__What is asked__
Please go through the entries below and change every "pixel coordinates" to "image coordinates", keeping everything else the same.

__Records for the exercise__
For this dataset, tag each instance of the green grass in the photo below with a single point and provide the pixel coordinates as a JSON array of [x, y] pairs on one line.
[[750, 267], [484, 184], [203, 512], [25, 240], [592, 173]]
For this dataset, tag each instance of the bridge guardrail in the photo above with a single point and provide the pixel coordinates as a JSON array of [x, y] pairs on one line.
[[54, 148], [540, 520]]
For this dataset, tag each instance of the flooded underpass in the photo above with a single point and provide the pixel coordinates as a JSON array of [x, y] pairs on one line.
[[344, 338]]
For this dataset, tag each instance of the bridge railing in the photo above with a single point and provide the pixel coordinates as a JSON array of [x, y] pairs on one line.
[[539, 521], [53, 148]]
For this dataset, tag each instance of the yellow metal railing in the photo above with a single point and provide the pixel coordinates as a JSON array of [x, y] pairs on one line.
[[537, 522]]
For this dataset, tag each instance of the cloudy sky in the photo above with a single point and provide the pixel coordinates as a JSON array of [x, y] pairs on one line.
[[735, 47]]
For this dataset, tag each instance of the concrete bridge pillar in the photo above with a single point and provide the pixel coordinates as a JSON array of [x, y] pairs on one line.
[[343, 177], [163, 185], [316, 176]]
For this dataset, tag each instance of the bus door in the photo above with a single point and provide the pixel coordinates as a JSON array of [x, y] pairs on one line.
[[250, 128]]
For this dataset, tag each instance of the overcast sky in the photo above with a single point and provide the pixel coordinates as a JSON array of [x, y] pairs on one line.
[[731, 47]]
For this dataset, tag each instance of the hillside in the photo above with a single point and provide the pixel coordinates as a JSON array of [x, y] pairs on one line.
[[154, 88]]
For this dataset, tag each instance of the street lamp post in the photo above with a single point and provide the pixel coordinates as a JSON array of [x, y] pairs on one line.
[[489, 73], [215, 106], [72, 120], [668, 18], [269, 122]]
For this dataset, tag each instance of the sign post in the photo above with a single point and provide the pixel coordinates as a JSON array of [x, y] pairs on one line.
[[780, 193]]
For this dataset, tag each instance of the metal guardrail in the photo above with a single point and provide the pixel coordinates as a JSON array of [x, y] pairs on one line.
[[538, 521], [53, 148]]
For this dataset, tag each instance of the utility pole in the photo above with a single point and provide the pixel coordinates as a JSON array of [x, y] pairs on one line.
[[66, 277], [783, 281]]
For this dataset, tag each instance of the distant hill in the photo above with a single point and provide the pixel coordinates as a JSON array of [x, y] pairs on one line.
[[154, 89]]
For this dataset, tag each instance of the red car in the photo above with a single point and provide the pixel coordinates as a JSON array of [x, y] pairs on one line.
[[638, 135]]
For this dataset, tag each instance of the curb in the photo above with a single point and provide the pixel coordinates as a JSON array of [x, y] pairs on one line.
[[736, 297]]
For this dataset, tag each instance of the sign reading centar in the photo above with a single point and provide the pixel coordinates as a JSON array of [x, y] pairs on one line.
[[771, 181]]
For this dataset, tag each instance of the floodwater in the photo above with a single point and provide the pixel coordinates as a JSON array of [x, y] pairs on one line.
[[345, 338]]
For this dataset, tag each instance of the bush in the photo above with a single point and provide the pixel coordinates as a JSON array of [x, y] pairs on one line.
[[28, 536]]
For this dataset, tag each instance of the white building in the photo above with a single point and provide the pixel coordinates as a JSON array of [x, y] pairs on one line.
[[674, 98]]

__Task answer__
For this dataset, tag each instance of the green grass in the photo below with a single point and provide the image coordinates as a JSON array of [x, y] pairs on one line.
[[750, 267], [484, 184], [203, 512], [25, 240], [592, 173]]
For this dataset, tag each instance of the bridge guardrail in the photo above with a single point and provide the image coordinates as a JSON array of [x, y] pairs on one line.
[[54, 148], [540, 520]]
For this dataset, tag each instance of the flooded underpass in the photo above with a single point and provide the image coordinates as a JSON array of [x, y] pairs on one line.
[[344, 338]]
For this dataset, tag each instance of the bridge railing in the photo above with a single point and provide the image coordinates as a JSON array of [x, y] pairs on one line.
[[539, 521], [53, 148]]
For this dataset, tag each instance of the yellow metal railing in the photo above with a single point and provide the image coordinates as a JSON array of [x, y] pairs on one line.
[[537, 522]]
For this dataset, tag each instance of the cloudy sky in the photo above with a single point and provide the image coordinates as a JSON array of [x, y] pairs on one line.
[[735, 47]]
For this dataset, tag each instance of the concrete bridge pillar in the photo above with a single point and provide the image coordinates as a JSON array of [x, y] pairs on one line.
[[343, 177], [163, 185], [316, 176]]
For this dataset, tag each instance of the bus door in the photo above with a single point and provide the image coordinates as a JSON array of [x, y] pairs on one line.
[[250, 128]]
For this dataset, tag each instance of the overcast sky in the photo above with a single point and provide the image coordinates as a JSON array of [x, y] pairs on one line.
[[731, 47]]
For this dataset, tag each instance of the hillside in the photo above with a single point and provide the image coordinates as a JSON array of [x, y] pairs on one line.
[[154, 88]]
For this dataset, tag each instance of the street lamp post in the photo above with a single point and provide the image coordinates as a JSON array of [x, y] pairs on one line.
[[489, 73], [215, 106], [72, 120], [668, 18], [269, 122]]
For this dataset, tag each instance of the sign post in the photo above with a single point and provide the image coordinates as a JSON array of [x, y] pairs on one line.
[[780, 193]]
For this dataset, tag each instance of the metal guardrail in the photo above with a single point and provide the image coordinates as a JSON array of [x, y] pairs on one line.
[[538, 521], [53, 148]]
For this dataset, tag each instance of the utility pole in the photo above with a single point and provide the image coordinates as a JSON array of [x, y] pairs on one line.
[[66, 277], [783, 281]]
For this dataset, tag each instance of the distant hill in the photo above with a single point and provide the image coordinates as a JSON array of [x, y] pairs on one line.
[[154, 89]]
For this dataset, tag each instance of the red car in the photo above with a single point and provide the image coordinates as a JSON array of [x, y] pairs on one line.
[[638, 135]]
For this dataset, tag each instance of the curb in the photo above with a single point and provide the image coordinates as a JSON array of [x, y] pairs on one line.
[[736, 297]]
For this dataset, tag each instance of the sign reading centar in the photo above with a single point and provide the image coordinates as a JSON array of [x, y] pairs on one line.
[[771, 181]]
For this dataset, tag each instance of the floodwater in the photo above with a single point and provide the image coordinates as a JSON array of [x, y] pairs on one line.
[[345, 338]]
For this dataset, tag each instance of the bush in the photo above with a single point and provide the image coordinates as a JSON array of [x, y] pairs on one line.
[[28, 536]]
For this dataset, tag each instance of the white building in the photo above with a single point and provide the image coordinates as a JSON array of [x, y] pairs on one line.
[[674, 98]]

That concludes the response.